Would you transcribe the entries below word for word, omitting all images?

*** RECORDS SHOWN ***

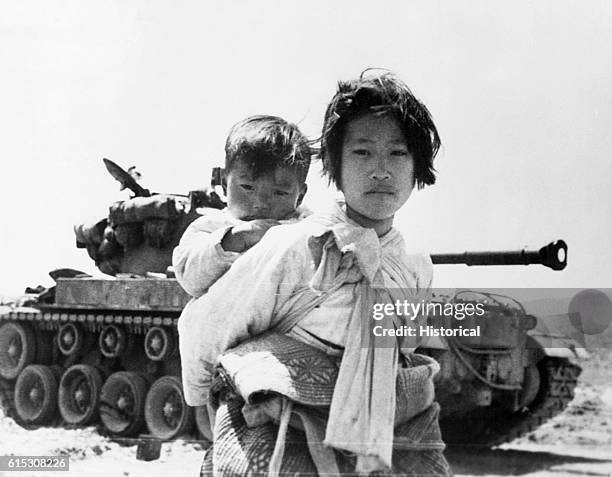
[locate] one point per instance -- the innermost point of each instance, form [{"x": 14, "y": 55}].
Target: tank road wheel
[
  {"x": 113, "y": 341},
  {"x": 122, "y": 403},
  {"x": 36, "y": 394},
  {"x": 79, "y": 394},
  {"x": 159, "y": 343},
  {"x": 17, "y": 349},
  {"x": 70, "y": 339},
  {"x": 166, "y": 411}
]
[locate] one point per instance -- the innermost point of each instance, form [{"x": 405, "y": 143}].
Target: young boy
[
  {"x": 266, "y": 164},
  {"x": 317, "y": 281}
]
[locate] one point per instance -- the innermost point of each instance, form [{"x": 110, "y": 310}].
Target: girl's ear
[{"x": 303, "y": 190}]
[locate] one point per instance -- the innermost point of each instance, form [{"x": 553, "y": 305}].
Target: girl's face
[{"x": 377, "y": 171}]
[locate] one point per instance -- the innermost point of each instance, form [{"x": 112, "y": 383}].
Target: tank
[
  {"x": 92, "y": 351},
  {"x": 513, "y": 377}
]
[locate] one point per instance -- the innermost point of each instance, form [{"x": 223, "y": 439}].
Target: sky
[{"x": 521, "y": 93}]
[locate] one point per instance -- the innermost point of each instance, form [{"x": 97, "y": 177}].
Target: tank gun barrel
[{"x": 553, "y": 255}]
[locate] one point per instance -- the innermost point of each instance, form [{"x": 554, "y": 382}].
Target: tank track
[
  {"x": 52, "y": 320},
  {"x": 559, "y": 378}
]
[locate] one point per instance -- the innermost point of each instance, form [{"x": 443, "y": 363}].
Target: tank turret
[{"x": 104, "y": 351}]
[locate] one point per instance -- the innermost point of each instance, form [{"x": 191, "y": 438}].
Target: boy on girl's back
[{"x": 266, "y": 164}]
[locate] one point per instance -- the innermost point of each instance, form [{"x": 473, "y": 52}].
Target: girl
[{"x": 317, "y": 282}]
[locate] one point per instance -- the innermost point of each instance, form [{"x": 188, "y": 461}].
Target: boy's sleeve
[
  {"x": 199, "y": 259},
  {"x": 241, "y": 304}
]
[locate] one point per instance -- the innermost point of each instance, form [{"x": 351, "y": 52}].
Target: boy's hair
[
  {"x": 264, "y": 143},
  {"x": 381, "y": 93}
]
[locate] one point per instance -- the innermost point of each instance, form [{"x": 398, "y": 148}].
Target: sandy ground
[{"x": 578, "y": 442}]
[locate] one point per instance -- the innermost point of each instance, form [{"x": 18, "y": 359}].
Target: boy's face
[
  {"x": 377, "y": 170},
  {"x": 272, "y": 195}
]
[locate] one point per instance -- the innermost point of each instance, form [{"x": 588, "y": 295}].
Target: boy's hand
[{"x": 242, "y": 237}]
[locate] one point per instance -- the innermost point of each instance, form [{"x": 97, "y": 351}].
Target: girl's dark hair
[
  {"x": 379, "y": 93},
  {"x": 264, "y": 143}
]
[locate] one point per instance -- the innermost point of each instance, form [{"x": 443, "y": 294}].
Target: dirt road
[{"x": 577, "y": 442}]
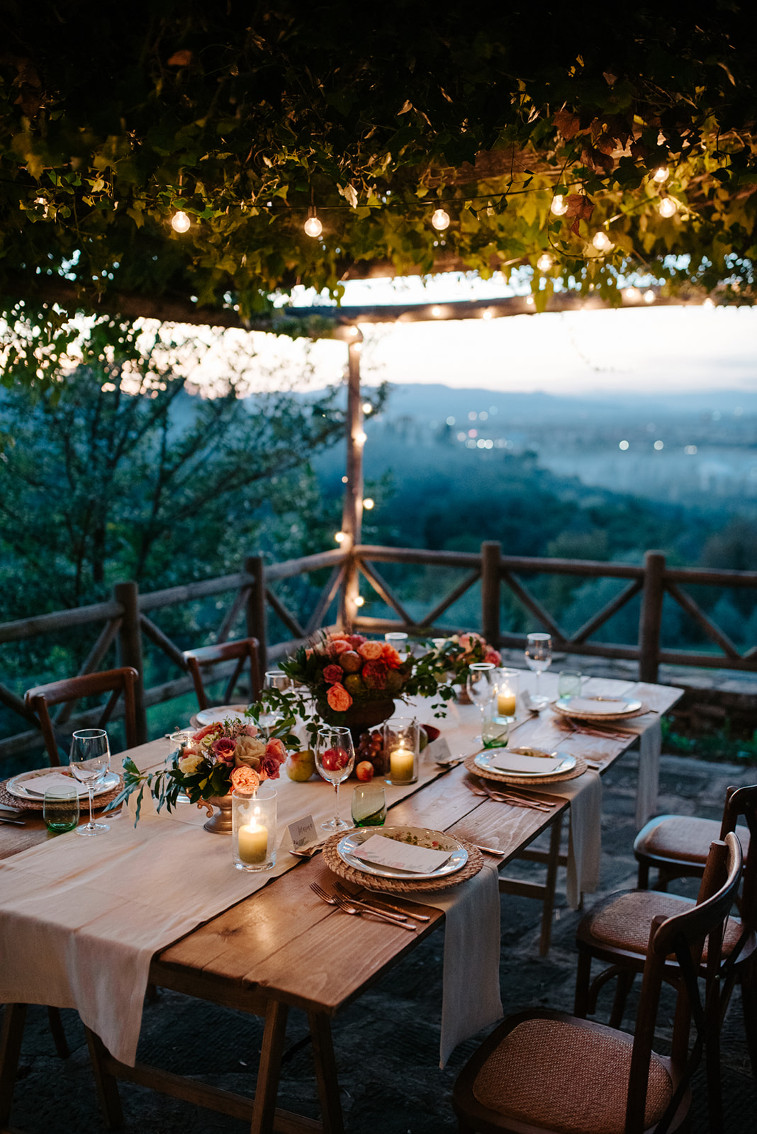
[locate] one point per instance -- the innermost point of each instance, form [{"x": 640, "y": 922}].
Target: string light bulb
[
  {"x": 440, "y": 219},
  {"x": 313, "y": 226}
]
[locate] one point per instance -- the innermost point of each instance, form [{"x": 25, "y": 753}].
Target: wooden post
[
  {"x": 490, "y": 592},
  {"x": 129, "y": 649},
  {"x": 255, "y": 612},
  {"x": 353, "y": 507},
  {"x": 651, "y": 618}
]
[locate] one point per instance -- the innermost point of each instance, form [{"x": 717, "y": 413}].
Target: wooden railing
[{"x": 125, "y": 628}]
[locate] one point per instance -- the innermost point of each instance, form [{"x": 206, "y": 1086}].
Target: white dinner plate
[
  {"x": 525, "y": 762},
  {"x": 22, "y": 786},
  {"x": 597, "y": 708},
  {"x": 221, "y": 713},
  {"x": 418, "y": 836}
]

*** End of RECORDS SHOWN ***

TASK RESULT:
[locate] one point per instance -- the innermost point of each instance, form [{"x": 14, "y": 55}].
Target: tank road wheel
[
  {"x": 113, "y": 341},
  {"x": 122, "y": 403},
  {"x": 36, "y": 394},
  {"x": 79, "y": 394},
  {"x": 159, "y": 343},
  {"x": 17, "y": 349},
  {"x": 70, "y": 339},
  {"x": 166, "y": 411}
]
[locate] one point per instance -- the innermost point of each instance, form [{"x": 405, "y": 143}].
Target: young boy
[
  {"x": 266, "y": 164},
  {"x": 317, "y": 281}
]
[locate] one point per instance -- the innermost point of each instance, form [{"x": 110, "y": 310}].
Target: girl's ear
[{"x": 303, "y": 190}]
[locate] one point per instance -- the innermost point of each instance, form [{"x": 553, "y": 305}].
Target: girl's face
[{"x": 377, "y": 171}]
[locate] one point per instance -- the innermost point of each instance, form [{"x": 112, "y": 383}].
Target: tank
[
  {"x": 92, "y": 351},
  {"x": 513, "y": 377}
]
[locate] one point per instance -- the innermost point of each instance, form [{"x": 223, "y": 439}].
Target: sky
[{"x": 521, "y": 93}]
[locate] one point per instance -- the innermost point of each instance, form [{"x": 97, "y": 177}].
Target: tank gun barrel
[{"x": 553, "y": 255}]
[locate] one point per instance -- the innermost point of each instance, form [{"x": 554, "y": 382}].
Target: tank track
[
  {"x": 52, "y": 320},
  {"x": 559, "y": 378}
]
[locate] one point per instance -- the innermost point of each instance, form [{"x": 443, "y": 363}].
Target: tank turret
[{"x": 104, "y": 351}]
[locate] one point per instance -- the innermost point of each instance, form [{"x": 191, "y": 438}].
Target: boy on girl's back
[{"x": 266, "y": 164}]
[locate] one point per instance -- the innermost point of each instance, form [{"x": 473, "y": 52}].
Target: girl
[{"x": 317, "y": 282}]
[locate] one point per instance -- the innermost point of each instance, form [{"x": 188, "y": 461}].
Target: boy's sleeve
[
  {"x": 199, "y": 259},
  {"x": 241, "y": 304}
]
[locate] one point per instance -- the innermost point of each instance, form [{"x": 351, "y": 52}].
Target: boy's hair
[
  {"x": 264, "y": 143},
  {"x": 381, "y": 93}
]
[locate] one point per instance -- the innermost point of each instance, form [{"x": 398, "y": 148}].
Target: sandy ground
[{"x": 578, "y": 442}]
[locate] one point per instance -- the innermost point of each instance, form [{"x": 18, "y": 359}].
Target: boy's face
[
  {"x": 377, "y": 170},
  {"x": 272, "y": 195}
]
[locate] one point per instance -- the innermost point of each instance, form [{"x": 588, "y": 295}].
Target: boy's hand
[{"x": 242, "y": 237}]
[locate] one point per instance -- the innermost point of each instance, form [{"x": 97, "y": 351}].
Target: girl's dark hair
[
  {"x": 379, "y": 93},
  {"x": 264, "y": 143}
]
[locate] one point per instance -- the innermost point of each instance, form [{"x": 443, "y": 294}].
Target: dirt road
[{"x": 577, "y": 442}]
[locate] one point per instance -- the innermost point of each instance, form [{"x": 640, "y": 922}].
Target: string light bulb
[
  {"x": 440, "y": 219},
  {"x": 313, "y": 226}
]
[locate] one point per instance -- the innermost point of each instance, form [{"x": 25, "y": 753}].
Target: wooden post
[
  {"x": 490, "y": 592},
  {"x": 129, "y": 649},
  {"x": 255, "y": 612},
  {"x": 353, "y": 507},
  {"x": 651, "y": 618}
]
[locate] one point per instance -- the innermost point of each instance, form [{"x": 717, "y": 413}].
Target: wooden railing
[{"x": 125, "y": 628}]
[locate] one point per instance -- the innermost point of each instance, form [{"x": 206, "y": 1086}].
Target: white dinner plate
[
  {"x": 525, "y": 762},
  {"x": 22, "y": 786},
  {"x": 597, "y": 708},
  {"x": 221, "y": 713},
  {"x": 418, "y": 836}
]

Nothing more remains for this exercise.